→ **What to produce**:
Go through the records and give each one again exactly.

→ **Data excerpts**:
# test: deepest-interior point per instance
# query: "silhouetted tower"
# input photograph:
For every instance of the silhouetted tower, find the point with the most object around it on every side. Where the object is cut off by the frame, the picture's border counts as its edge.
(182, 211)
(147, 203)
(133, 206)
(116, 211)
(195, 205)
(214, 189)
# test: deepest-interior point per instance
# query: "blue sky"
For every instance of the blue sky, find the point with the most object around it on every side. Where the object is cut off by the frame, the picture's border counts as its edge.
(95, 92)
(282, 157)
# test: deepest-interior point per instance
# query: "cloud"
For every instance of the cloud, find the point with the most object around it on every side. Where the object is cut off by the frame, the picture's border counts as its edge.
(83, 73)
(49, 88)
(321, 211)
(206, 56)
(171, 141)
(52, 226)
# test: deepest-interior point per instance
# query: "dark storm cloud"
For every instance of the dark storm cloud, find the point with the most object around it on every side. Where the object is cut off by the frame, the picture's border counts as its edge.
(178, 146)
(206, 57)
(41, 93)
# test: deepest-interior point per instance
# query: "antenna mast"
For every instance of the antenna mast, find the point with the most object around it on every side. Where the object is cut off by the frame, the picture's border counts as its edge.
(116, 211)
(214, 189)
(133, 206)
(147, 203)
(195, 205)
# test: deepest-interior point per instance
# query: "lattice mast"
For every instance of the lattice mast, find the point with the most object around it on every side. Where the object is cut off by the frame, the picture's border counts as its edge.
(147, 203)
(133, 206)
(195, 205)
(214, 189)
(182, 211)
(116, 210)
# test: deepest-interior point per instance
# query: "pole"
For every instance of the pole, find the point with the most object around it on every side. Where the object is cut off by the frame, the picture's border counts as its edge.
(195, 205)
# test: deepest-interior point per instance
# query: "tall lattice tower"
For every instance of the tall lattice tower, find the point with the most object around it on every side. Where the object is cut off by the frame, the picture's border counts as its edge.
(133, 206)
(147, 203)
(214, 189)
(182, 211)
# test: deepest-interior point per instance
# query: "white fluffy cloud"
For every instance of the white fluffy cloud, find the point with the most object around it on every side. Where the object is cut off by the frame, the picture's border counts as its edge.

→ **Written response**:
# test: deepest-interior point per instance
# query: "silhouetted tower"
# input photograph:
For every instance of the silhouetted tower, find the point with the most object around it on every side. Where the object is cut off by the frame, the picture's border counts as its edge.
(182, 211)
(147, 203)
(133, 206)
(116, 211)
(195, 205)
(214, 189)
# test: deepest-interior point per instance
# query: "blue sky"
For every instance of the blue sky, find the point with the most object around it on every side. Where the object is cut off by the frame, the picture's border counts as its edge.
(95, 92)
(282, 157)
# test: deepest-interior point per instance
# query: "cloud"
For every instance of the cloud, find the point with the most object around it on every side. Where the object is cut off by the frame, the picture's border counts as its edge.
(83, 73)
(49, 88)
(321, 211)
(206, 56)
(171, 141)
(52, 226)
# test: deepest-interior point per instance
# query: "dark storm cloud"
For every instance of the dark storm cloud, find the point with the most object around it on every side. Where the object is cut off by the frame, the picture's border counts as its edge.
(178, 146)
(206, 57)
(41, 93)
# test: deepest-interior point per instance
# query: "antenna mast"
For every instance of the antenna mast, find the point with the most object around it on every side. Where the object is cut off by the frame, the picture's border counts as its edge.
(116, 211)
(214, 189)
(133, 206)
(147, 203)
(195, 205)
# test: deepest-interior point per instance
# query: "lattice mast"
For every instance of the lattice mast, find the point with the most object around it on every side. Where the object is cut off by the frame, the picture's border counts as its edge.
(147, 203)
(133, 206)
(195, 205)
(214, 189)
(182, 211)
(116, 210)
# test: deepest-interior point per instance
# query: "pole"
For every instance of the pole, find the point with the most object around it on every side. Where the object is cut off by the frame, the picture's border counts as its edge.
(195, 205)
# test: deepest-interior point per instance
# query: "tall lattice tower"
For every instance of the tall lattice tower, find the point with the most object around it on every side. Where the object is cut off by the frame, the picture's border counts as its edge.
(133, 206)
(147, 203)
(214, 189)
(182, 211)
# test: deepest-interior point per instance
# query: "white fluffy cloud"
For every instance of the white fluffy cloud, find the point with the most object around it on every side. Where the object is cut off by the frame, the picture's border counts as its edge.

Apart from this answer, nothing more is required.